--- What to produce ---
State how many lines in the rows below contain the string "wall", counting only matches with the same capitalization. Give the number alone.

--- Exercise data ---

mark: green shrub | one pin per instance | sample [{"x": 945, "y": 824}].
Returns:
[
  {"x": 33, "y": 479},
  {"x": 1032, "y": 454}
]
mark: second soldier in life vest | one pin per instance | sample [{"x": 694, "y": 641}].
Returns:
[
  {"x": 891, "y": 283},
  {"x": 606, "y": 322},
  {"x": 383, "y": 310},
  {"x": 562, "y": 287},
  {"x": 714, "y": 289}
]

...

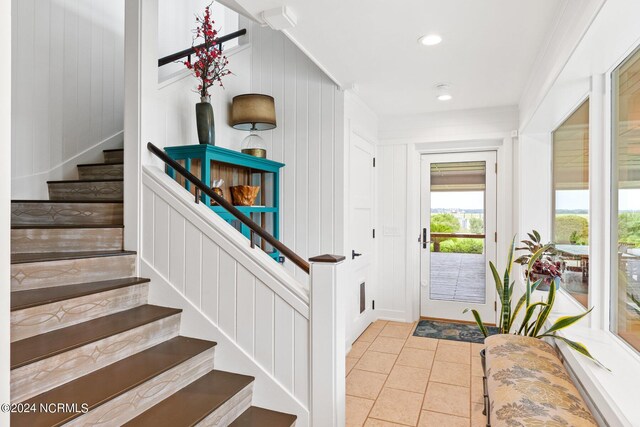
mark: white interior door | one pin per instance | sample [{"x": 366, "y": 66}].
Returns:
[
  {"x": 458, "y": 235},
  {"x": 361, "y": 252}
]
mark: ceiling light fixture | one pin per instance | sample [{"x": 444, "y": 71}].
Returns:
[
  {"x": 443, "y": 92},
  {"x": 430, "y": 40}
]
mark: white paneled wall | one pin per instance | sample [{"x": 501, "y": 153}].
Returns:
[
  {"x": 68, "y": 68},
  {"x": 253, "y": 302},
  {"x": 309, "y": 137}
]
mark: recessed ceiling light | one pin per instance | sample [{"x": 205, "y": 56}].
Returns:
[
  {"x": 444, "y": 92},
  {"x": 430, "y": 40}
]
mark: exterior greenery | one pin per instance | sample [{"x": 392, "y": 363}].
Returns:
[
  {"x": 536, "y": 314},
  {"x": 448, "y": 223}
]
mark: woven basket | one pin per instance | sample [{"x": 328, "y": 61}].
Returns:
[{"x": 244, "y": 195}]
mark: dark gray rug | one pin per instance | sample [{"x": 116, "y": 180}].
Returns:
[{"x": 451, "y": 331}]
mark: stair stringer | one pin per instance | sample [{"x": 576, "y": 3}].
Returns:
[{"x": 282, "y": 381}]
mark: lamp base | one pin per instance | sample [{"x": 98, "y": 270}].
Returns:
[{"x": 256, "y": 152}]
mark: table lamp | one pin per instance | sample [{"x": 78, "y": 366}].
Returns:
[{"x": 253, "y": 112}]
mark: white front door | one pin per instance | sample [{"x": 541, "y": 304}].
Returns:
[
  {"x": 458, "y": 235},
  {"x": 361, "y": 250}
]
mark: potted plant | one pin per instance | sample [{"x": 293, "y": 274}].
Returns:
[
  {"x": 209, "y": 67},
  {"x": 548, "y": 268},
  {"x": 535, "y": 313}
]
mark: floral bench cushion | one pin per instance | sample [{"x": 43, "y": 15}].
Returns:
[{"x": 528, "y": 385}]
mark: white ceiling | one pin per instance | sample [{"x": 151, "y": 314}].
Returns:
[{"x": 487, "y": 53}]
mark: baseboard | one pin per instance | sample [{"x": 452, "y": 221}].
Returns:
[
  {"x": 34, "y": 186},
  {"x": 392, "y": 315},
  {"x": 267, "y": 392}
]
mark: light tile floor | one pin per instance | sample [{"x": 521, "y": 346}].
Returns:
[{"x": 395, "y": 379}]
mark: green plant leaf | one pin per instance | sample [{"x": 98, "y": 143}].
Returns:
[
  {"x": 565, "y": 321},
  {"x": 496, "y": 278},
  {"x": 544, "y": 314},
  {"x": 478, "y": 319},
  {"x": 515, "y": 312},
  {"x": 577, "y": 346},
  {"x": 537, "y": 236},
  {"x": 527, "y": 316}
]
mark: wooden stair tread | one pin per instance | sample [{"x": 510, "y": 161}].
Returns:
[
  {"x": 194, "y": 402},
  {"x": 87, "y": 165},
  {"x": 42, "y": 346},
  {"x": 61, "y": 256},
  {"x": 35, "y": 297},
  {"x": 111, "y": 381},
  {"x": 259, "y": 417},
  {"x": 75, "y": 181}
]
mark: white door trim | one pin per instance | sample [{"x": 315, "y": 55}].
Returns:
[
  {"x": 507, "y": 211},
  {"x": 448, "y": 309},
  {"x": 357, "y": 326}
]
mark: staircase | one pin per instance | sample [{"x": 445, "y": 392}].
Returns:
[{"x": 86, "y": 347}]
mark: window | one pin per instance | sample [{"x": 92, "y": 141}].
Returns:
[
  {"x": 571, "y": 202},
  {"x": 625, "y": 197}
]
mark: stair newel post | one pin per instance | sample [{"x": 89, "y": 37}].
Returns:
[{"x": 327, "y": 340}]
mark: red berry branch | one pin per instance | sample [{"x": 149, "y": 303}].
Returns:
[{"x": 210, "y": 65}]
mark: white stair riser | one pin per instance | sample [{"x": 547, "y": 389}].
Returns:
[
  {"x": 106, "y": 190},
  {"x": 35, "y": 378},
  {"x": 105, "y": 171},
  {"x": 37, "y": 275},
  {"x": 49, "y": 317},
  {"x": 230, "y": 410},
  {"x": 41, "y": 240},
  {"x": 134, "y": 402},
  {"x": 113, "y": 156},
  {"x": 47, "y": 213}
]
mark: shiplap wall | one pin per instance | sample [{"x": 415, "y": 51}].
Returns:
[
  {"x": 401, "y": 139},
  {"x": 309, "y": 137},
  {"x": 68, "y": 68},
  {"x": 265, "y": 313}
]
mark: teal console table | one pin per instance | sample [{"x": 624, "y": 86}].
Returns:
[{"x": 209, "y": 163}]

--- Full response ---
2